There’s this wonderful professor, Prof. Michael Graetzel, who invented this new chemical process that basically mimics photosynthesis in plants. We bought the technology and worked with Prof. Graetzel to bring it to a commercial scale in a massive factory that we purchased and renovated in Cardiff, Wales. We’re the first in the world to commercialize this. What’s so brilliant is that the technology works in ambient light and even in the rain. Because of this, it works for mobile power.

What’s mobile power? It’s batteries. How much energy does it take to make a battery? How much do batteries weigh? What do batteries cost? How much waste are they responsible for? If you have a source of power that replaces batteries which is lightweight and renewable, it’s a fantastic solution.

The thing that I like most about it is that one of the great weaknesses of the renewable energy/green revolution is that much of the technology is not affordable for ordinary folks. You’ve got to be rich to be able to have a house with solar panels, a wind turbine, or whatever else you’re going to use to get renewable energy. Today, you can go to the grocery store and get a reusable bag and recycle. But how do you really green up your life? Now, all of a sudden, there’s this lightweight, small, thin, flexible film that I make so my kid can use renewable energy to operate his Game Boy. We actually have produced this film. We’re manufacturing it. We’re selling initially in India, Africa, and China—areas that don’t have access to the grid to charge their mobile phones.

Jackson: Explain more about how it works.

Hertzberg: It is the closest mankind has come to replicating photosynthesis, the process that plants use to produce energy from light. Basically, it starts with a very active type of dye that you put on top of a semi-conductor. A semiconductor that is found in common ingredients like toothpaste. The light energy that comes through activates the dye and is converted into electrical energy that we then pick up.

Caller: Is California, which appears to be the frontline of renewable energy in the country, doing as good a job as other places around the globe?

Hertzberg: Good question. When I left the Legislature, I went to South Los Angeles on Martin Luther King Boulevard, east of Alameda, to open a solar energy factory. I found that so many of the laws that I’d passed and worked on were mostly a joke. There was a huge divide between the political rhetoric of trying to start a business in California and actually being able to do so.It took me nine months to get power from the Department of Water and Power to operate my machines. The day that I had 14 containers come in from out of town carrying our high-tech machinery into South Los Angeles — an area that was starved for jobs — the city of Los Angeles discontinued their job creation subsidy program.

So, I just made the decision not to come back here in the near-term, although I’ve got to tell you that Schwarzenegger has done some good stuff. There’s been a great deal of investment in California now. It’s starting to happen, but I left before that. Arnold really has brought a lot of energy to the process. I would do a number of additional things to help incentivize businesses to come here and supplant oil. But he is moving in the right direction, so it is a lot better. But it wasn’t very good a few years ago. A lot of these people have talked about the greenest this and the greenest that, but it’s just a lot of puffery.

Point placement records
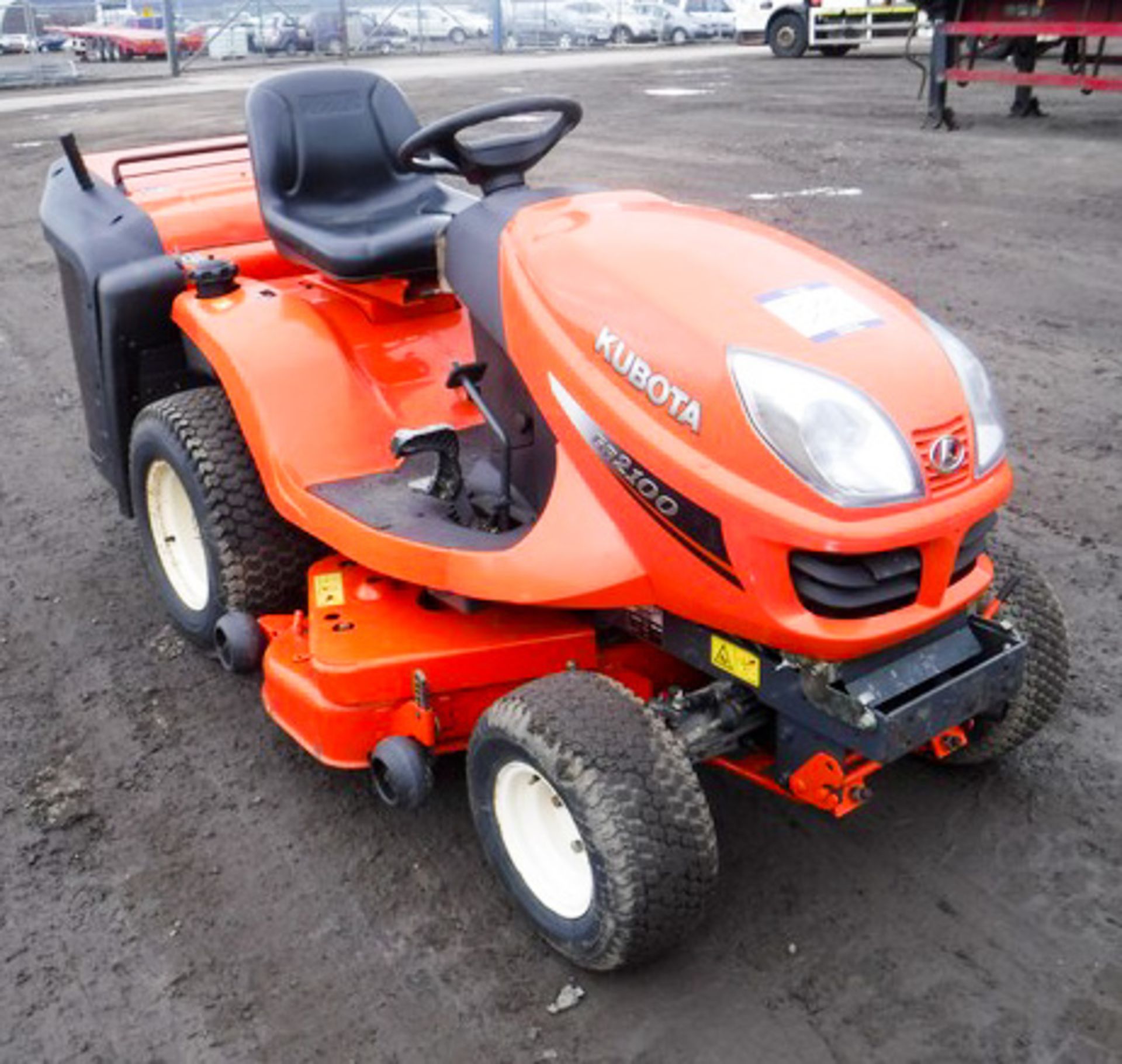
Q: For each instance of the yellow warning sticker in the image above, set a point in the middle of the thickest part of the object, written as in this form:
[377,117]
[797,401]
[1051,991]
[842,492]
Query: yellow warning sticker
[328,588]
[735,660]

* * *

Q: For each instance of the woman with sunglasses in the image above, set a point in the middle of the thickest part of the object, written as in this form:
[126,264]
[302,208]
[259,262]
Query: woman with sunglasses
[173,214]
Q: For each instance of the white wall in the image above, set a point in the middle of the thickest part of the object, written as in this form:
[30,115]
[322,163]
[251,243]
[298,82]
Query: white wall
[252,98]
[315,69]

▸ **TASK OBJECTIVE**
Quote the solar film interview from "Hertzberg: It is" up to and including "then pick up.". The point placement records aren't required for this work.

▸ **RIGHT ANSWER**
Hertzberg: It is the closest mankind has come to replicating photosynthesis, the process that plants use to produce energy from light. Basically, it starts with a very active type of dye that you put on top of a semi-conductor. A semiconductor that is found in common ingredients like toothpaste. The light energy that comes through activates the dye and is converted into electrical energy that we then pick up.